──────── MATERIAL TO PROCESS

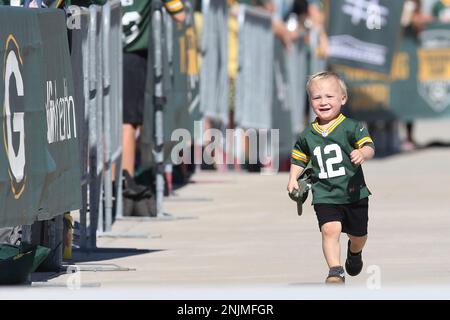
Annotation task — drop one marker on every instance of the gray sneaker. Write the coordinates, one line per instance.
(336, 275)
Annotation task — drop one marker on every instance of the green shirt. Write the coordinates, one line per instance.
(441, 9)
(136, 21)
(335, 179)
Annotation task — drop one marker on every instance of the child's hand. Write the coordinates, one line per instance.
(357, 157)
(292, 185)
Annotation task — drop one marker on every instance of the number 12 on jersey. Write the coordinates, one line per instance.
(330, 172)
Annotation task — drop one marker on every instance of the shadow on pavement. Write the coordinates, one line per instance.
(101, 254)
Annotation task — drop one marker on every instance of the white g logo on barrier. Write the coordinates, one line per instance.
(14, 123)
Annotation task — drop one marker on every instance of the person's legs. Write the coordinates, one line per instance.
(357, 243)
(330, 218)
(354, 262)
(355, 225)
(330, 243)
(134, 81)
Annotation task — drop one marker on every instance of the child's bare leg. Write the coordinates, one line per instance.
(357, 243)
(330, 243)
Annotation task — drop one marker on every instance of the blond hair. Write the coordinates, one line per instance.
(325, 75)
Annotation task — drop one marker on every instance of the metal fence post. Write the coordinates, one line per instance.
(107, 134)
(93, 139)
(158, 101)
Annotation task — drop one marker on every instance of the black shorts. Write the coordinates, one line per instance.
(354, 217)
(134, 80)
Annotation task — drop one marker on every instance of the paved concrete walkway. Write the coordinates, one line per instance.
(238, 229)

────────────────

EXERCISE GOAL ▸ Restate the line containing "walkway. Write the coordinates, one line per instance." and every remaining line of the records word for word. Add nothing.

YOUR SOLUTION ▸
Annotation task — drop one marker on every instance of the paved concrete walkway. Write the coordinates, one line per instance.
(238, 229)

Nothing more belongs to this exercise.